- _Selected passage_:
━━━━━━━━
Fast forward several decades, and the project suddenly felt much more approachable. For one thing, now Moroccan flavors conjured for me the tastes of the Israeli shuk and the fantastic foods of Israel’s North African Jews, still exotic but with an overlay of familiarity. For another thing, I’d been living in one place for more than ten years, and had a cabinet-full of jars under the kitchen sink.

And finally, several years of Hazon’s pickling workshops had persuaded me that lacto-fermentation really is easy — that in fact, if I put good things in a jar with enough salt to inhibit other kinds of microbes, the lactobacilli would do most of the work for me.

I ended up following Wolfert’s recipe, more or less. My quart jar would only hold five or six lemons before I cut them. But once I had quartered them almost to the end — so that they hold together but the insides are exposed — and liberally covered the cut surfaces with kosher salt, they flattened out in the jar, and almost twice as many fit. As each pressed down the ones below it, the jar filled up with salty lemon juice and glowing yellow rind. A few bay leaves, coriander seeds and peppercorns provided a visual counterpoint and, eventually, a spicy undertone taste to the finished lemons. When I could smash in no more fruit, I squeezed the juice of yet a few more lemons and poured it in to fill up all the little spaces, closed the jar, and set it ornamentally on my kitchen counter.
━━━━━━━━
- _Extracted records_:
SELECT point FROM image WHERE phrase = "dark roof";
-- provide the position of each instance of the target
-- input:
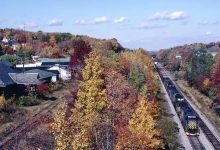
(54, 63)
(7, 63)
(25, 78)
(42, 73)
(20, 70)
(5, 79)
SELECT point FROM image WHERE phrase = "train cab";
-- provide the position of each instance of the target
(189, 119)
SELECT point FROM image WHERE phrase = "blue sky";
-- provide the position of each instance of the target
(150, 24)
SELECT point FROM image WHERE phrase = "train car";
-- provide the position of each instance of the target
(189, 119)
(169, 84)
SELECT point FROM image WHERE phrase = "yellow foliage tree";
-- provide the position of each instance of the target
(90, 101)
(91, 94)
(142, 125)
(60, 129)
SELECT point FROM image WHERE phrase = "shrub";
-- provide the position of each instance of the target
(26, 101)
(42, 88)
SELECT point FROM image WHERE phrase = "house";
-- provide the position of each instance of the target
(26, 78)
(46, 63)
(5, 69)
(64, 72)
(43, 75)
(63, 62)
(7, 84)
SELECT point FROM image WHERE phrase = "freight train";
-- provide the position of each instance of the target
(187, 115)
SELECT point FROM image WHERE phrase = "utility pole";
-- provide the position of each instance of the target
(23, 57)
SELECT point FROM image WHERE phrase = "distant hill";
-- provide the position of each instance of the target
(46, 44)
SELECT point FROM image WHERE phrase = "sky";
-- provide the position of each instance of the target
(148, 24)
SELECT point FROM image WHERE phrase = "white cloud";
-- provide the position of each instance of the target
(208, 33)
(29, 25)
(97, 20)
(151, 26)
(168, 15)
(55, 22)
(208, 22)
(120, 20)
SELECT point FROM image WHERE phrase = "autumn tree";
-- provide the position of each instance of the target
(143, 131)
(121, 97)
(90, 101)
(61, 130)
(81, 51)
(2, 102)
(136, 78)
(22, 38)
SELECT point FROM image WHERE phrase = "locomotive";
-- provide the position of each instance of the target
━━━━━━━━
- _Request 1_: Translate this sentence from the preserved-lemons passage into Spanish: "I ended up following Wolfert’s recipe, more or less."
- _Request 2_: Reproduce the stretch of the preserved-lemons passage from "And finally, several" through "work for me.", word for word.
The entries play no part in this work.

- _Worked answer 1_: Terminé siguiendo la receta de Wolfert, más o menos.

- _Worked answer 2_:
And finally, several years of Hazon’s pickling workshops had persuaded me that lacto-fermentation really is easy — that in fact, if I put good things in a jar with enough salt to inhibit other kinds of microbes, the lactobacilli would do most of the work for me.